**Work to do**
Reproduce nothing but the closing run of lines: the line with "Could you point to the sky" and each line that follows it to the end of the data.

Labeled-object pointing entries:
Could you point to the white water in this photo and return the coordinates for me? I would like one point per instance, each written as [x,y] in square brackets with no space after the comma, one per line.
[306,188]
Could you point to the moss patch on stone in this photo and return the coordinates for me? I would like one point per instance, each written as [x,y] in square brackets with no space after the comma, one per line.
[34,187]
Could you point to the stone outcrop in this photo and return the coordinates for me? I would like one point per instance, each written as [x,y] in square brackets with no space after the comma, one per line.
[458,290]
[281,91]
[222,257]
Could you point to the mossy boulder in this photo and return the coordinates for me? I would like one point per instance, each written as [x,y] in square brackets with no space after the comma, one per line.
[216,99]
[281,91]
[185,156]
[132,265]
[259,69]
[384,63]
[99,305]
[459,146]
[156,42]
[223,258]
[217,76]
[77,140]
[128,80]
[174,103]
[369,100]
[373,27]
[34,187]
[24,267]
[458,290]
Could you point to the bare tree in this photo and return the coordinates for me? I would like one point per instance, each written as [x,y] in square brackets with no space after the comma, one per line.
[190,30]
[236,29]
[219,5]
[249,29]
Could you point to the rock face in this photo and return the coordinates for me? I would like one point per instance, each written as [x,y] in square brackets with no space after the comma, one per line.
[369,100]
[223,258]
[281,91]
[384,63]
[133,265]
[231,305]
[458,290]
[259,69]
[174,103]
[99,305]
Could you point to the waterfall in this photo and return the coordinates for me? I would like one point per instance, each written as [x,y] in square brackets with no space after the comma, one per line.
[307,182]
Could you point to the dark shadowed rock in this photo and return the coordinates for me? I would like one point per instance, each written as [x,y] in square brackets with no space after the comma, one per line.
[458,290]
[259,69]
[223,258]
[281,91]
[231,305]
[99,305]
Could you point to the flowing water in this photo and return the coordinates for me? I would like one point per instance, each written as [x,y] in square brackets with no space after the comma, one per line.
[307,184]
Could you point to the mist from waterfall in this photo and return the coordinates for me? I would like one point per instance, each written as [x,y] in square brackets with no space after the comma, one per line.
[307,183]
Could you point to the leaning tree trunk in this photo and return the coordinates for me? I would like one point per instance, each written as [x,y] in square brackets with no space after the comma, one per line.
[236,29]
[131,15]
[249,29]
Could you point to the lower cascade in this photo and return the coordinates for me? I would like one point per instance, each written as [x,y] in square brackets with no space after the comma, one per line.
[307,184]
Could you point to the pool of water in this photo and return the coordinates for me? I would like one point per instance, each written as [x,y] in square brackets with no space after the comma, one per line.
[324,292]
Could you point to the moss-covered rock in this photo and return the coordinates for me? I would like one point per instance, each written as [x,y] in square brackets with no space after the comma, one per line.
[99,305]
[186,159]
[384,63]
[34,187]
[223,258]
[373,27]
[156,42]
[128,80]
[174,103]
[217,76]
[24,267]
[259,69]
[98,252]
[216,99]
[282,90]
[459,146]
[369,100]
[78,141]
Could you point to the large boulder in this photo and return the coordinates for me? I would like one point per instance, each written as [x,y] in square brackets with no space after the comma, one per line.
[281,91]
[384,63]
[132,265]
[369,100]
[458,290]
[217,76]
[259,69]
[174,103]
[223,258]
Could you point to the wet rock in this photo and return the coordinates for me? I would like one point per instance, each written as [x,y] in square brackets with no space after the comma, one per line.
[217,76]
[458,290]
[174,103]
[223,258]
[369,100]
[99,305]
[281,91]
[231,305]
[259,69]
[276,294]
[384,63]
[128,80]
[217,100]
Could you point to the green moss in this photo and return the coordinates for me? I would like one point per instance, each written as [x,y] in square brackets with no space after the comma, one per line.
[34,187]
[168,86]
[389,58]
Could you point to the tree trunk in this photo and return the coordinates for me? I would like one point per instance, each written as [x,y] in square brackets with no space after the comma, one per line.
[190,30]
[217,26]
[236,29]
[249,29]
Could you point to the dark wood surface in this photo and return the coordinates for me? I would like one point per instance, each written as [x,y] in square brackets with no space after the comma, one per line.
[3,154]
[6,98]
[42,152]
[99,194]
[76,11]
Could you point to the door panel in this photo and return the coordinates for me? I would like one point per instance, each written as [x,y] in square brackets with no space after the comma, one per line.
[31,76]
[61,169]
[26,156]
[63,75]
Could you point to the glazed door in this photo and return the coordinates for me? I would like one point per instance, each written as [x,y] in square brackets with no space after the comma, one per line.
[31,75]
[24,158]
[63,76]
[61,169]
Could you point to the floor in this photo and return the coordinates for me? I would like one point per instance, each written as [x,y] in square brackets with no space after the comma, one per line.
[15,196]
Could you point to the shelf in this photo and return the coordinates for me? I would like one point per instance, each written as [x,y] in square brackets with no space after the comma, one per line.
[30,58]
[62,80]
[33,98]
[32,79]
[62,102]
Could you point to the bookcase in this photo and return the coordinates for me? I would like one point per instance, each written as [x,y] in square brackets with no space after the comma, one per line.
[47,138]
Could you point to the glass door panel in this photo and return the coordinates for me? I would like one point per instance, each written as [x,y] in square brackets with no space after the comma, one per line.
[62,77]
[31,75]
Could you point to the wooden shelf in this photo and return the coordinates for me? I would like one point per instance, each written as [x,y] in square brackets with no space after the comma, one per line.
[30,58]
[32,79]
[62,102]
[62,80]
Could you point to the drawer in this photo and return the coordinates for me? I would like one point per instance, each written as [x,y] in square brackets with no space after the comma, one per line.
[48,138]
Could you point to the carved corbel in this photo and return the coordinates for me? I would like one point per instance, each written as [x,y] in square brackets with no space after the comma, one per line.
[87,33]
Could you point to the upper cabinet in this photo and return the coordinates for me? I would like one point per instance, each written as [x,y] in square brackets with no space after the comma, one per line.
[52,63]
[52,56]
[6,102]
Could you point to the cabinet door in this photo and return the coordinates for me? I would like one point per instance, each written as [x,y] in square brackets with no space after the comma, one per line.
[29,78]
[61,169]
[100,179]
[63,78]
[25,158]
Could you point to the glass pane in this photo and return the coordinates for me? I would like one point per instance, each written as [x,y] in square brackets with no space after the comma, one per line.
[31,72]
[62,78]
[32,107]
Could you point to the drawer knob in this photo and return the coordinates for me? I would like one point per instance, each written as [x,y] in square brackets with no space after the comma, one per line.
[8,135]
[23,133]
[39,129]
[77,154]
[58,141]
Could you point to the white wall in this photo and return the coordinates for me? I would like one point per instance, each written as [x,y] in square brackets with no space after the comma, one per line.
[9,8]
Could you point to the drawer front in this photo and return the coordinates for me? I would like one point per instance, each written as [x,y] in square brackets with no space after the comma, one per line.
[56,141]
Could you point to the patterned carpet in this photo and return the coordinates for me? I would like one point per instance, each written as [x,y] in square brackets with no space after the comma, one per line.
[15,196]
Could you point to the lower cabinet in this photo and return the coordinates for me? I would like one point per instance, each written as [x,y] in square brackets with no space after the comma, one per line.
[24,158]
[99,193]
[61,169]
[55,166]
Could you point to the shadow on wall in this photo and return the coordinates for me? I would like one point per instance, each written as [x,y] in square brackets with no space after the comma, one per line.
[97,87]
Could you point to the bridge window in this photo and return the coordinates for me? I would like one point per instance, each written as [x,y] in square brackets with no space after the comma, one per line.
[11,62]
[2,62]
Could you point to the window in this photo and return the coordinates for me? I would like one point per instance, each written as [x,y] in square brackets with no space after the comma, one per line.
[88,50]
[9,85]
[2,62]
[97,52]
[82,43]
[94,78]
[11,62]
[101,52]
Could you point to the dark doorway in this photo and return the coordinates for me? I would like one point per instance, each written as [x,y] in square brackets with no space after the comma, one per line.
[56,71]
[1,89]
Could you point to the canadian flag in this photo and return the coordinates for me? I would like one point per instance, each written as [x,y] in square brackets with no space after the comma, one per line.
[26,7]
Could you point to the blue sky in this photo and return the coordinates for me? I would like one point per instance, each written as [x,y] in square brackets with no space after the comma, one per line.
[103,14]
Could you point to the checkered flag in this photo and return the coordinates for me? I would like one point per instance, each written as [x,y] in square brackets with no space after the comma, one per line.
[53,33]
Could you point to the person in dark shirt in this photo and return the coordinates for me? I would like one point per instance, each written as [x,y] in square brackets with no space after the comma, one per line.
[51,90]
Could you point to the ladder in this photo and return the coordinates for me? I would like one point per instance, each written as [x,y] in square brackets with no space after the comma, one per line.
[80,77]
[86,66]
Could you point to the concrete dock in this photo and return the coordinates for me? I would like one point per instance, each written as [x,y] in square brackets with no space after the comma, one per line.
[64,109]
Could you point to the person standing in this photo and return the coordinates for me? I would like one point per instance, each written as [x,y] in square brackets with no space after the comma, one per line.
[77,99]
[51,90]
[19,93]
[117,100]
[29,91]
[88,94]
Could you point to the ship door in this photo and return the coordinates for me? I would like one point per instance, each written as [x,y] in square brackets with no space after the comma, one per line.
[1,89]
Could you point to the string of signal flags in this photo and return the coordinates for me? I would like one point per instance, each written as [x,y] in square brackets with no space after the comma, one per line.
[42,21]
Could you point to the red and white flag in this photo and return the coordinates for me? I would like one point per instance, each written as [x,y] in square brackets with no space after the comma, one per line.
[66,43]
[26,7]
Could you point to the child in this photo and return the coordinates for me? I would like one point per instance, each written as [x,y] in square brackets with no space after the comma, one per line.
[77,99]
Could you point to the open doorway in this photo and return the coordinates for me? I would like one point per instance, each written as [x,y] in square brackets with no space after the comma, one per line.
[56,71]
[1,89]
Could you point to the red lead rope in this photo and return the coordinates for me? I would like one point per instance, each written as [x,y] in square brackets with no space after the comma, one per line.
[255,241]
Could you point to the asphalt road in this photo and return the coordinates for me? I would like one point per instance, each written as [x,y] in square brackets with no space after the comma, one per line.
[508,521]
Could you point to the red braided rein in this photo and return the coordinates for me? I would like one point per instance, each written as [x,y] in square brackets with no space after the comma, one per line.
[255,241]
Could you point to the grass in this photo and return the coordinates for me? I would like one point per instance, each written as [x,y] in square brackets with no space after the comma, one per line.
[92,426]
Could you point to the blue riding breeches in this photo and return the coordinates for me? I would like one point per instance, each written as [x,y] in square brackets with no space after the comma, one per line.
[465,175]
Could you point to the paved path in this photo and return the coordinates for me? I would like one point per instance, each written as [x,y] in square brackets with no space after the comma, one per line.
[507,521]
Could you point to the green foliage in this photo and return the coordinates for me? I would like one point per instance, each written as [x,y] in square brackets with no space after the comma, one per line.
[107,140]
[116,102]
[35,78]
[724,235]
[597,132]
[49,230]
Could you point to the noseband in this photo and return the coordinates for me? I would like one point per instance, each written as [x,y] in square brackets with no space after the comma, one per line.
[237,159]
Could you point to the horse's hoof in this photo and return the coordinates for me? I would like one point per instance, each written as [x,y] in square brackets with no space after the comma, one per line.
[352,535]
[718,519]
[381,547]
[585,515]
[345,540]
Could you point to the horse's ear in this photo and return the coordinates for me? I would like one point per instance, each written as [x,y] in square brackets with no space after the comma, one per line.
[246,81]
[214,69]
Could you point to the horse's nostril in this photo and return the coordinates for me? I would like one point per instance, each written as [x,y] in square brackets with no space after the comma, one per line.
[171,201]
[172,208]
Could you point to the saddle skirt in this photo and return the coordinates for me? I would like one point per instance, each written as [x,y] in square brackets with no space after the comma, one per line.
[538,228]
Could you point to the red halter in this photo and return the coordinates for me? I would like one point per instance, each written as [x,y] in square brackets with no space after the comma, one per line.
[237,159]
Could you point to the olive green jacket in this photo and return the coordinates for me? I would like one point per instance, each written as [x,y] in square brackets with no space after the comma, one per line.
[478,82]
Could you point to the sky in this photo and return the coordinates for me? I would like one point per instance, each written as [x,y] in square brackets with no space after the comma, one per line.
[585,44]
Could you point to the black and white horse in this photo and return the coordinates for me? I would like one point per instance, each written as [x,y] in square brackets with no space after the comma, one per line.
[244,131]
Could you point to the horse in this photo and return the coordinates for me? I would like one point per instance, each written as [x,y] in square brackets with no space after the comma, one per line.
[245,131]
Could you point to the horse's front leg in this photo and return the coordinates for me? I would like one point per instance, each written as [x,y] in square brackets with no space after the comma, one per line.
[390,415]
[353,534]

**Answer to this task**
Could you point to the sky in this photo and return the coordinates for me? I would like one point per instance, each written as [x,y] in square brackets with no space after the comma, one per line.
[585,44]
Could you point to the black and white horse in this photo and return the coordinates for me? I would like one point per instance, each written as [x,y] in square brackets with no space after the comma, one per line.
[244,131]
Could you point to the horse in this photo and return the coordinates for me? I would like one point per instance, each written as [x,y] in square brackets with no space after the comma, one per line.
[245,131]
Could you point to the horse's front leg in this photo and return the coordinates for me? I would like one point per instance, each written as [x,y] in square brackets with no space after the comma, one per line.
[390,415]
[353,534]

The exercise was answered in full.